── TEXT SHOWN ──
Gullane Entertainment PLC was a British independent production company which produced children's programming, including Thomas & Friends (1984–2021), Shining Time Station (1989–1993), and The Magic Adventures of Mumfie (1994–1998). The company was purchased by HIT Entertainment in July 2002, and went defunct in the same year. As of today, most of Gullane's library is currently owned by Mattel.

History

The Britt Allcroft Company
The company produced the first seven seasons of Thomas the Tank Engine & Friends as Britt Allcroft Company, after Britt Allcroft purchased the rights to The Railway Series in 1979.

In 1994, the company announced a strategic international alliance with Canadian-based company Catalyst Entertainment, who previously co-produced Shining Time Station with TBAC.

In June 1997, the company announced they had purchased the rights to Captain Pugwash and would produce a new television series featuring the character. In 1998, the company acquired the publishing rights to The Railway Series from Reed Elsevier.

In December 1999, The Britt Allcroft Company announced they had acquired a 50% stake on Sooty from then-owner from Sooty International Limited, forming a joint-venture company called Bridgefilms (also known as Sooty Limited), which would also handle licensing rights to existing Britt Allcroft creation Mumfie.

In March 2000, HIT Entertainment offered a $363 million bid to purchase the company, alongside other interested companies. In the same month, the company announced they had purchased The Media Merchants for £14 million, bringing Art Attack to their list of intellectual properties (IPs).

In September 2000, after the cinematic failure of Thomas and the Magic Railroad, Britt Allcroft stepped down as the company's CEO and soon, it was later reformed as Gullane Entertainment.

Gullane Entertainment
In September 2000, with the negative reception and box-office disappointment of Thomas and the Magic Railroad, Britt Allcroft stepped down as the company's CEO, and under new leadership, the company announced they would rebrand as Gullane Entertainment in order to expand and export their brands worldwide. Britt Allcroft would however remain as a creative consultant for the Thomas the Tank Engine franchise. Within the announcement of the name change came some new projects, including a new series of Thomas the Tank Engine & Friends, the launch of an online platform called Planet Gullane, a new series of Art Attack alongside the production of 238 episodes for the international market in a partnership with The Walt Disney Company, a second series of Sooty Heights alongside the production of direct-to-video Sooty material, two new seasons of Captain Pugwash, alongside new seasons for  ZZZAP! and It's a Mystery. Gullane also announced production of a full series of Eekhart with Catalyst Entertainment.
───
── RECORDED DATA ──
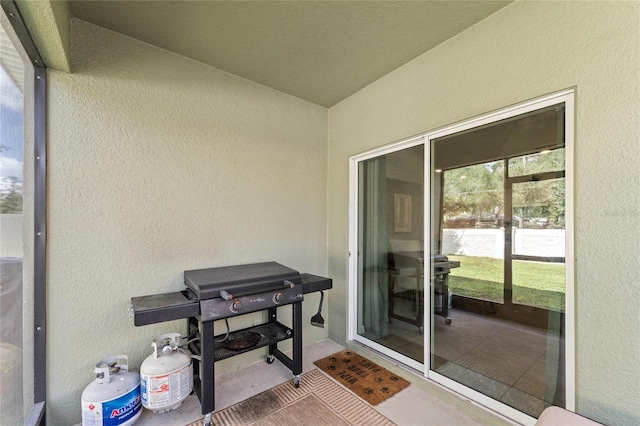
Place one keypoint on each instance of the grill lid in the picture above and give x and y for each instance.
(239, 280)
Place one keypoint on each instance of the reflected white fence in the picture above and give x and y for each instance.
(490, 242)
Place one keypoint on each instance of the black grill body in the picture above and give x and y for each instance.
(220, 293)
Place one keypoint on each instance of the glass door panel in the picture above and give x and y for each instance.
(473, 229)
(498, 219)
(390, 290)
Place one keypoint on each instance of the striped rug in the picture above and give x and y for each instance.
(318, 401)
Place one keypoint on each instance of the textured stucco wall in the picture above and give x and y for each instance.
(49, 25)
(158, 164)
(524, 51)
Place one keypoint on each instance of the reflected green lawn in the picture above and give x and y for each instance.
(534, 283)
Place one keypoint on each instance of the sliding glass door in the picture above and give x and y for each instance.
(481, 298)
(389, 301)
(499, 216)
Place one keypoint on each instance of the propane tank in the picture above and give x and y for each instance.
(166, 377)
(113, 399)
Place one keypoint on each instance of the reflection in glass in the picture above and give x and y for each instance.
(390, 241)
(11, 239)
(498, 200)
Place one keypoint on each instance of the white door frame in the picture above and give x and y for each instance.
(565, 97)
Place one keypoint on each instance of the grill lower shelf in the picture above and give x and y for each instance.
───
AIM A:
Answer each question using the Gullane Entertainment history.
(i) In what year did Britt Allcroft purchase the rights to The Railway Series?
(ii) For how much money did the company buy The Media Merchants?
(iii) What was the online platform announced along with the name change called?
AIM B:
Go on with the Gullane Entertainment history, starting after its last sentence.
The items have no role in this.

FINAL ANSWER A:
(i) 1979
(ii) £14 million
(iii) Planet Gullane

FINAL ANSWER B:
In October 2000, Gullane announced to set aside US$50 million to fund a year's worth of productions, including new Thomas-related projects and television movies, with one being a co-production with French company Teleimages for Animal Planet.

In January 2001, Gullane announced they had purchased David & Charles Children's Books for £1.1 Million, putting two new franchises: Zippy Dinosaurs and Vroom Vroom, into Gullane's properties.

In March 2001, Gullane announced their profits for the last six months went up 80%. On the same day, the company announced they would produce 26 new episodes of Thomas The Tank Engine & Friends for a Summer 2002 delivery, with a co-funding deal with a third-party being allowed to coincide with the series' cost at a possible range of 78 new episodes by the next three years. On the same day, Gullane confirmed that Thomas and the Magic Railroad had been sold in over thirty countries worldwide, while Catalyst Entertainment delivered the first series of Eckhart and Longhouse Tales to the company. Earlier on, Gullane announced work on a 2D/3D animated co-production with Catalyst based on the fellow David & Charles book Harry and the Bucketful of Dinosaurs called Sammy and the Dinosaurs which the company would distribute worldwide.

In July 2001, Gullane purchased Guinness World Records for £45.5 Million from their original owners Diageo, although Gullane would continue to license the Guinness brand name from Diageo. By December 2001, the company planned to produce new GWR-themed programming at a young male demographic, and that the publishing division had merged with Dave & Charles Children's Books to form Gullane Publishing.

On September 14, 2001, Gullane signed a distribution deal with Tell-Tale Productions for the production on two new shows, called Ella, and Sprogs.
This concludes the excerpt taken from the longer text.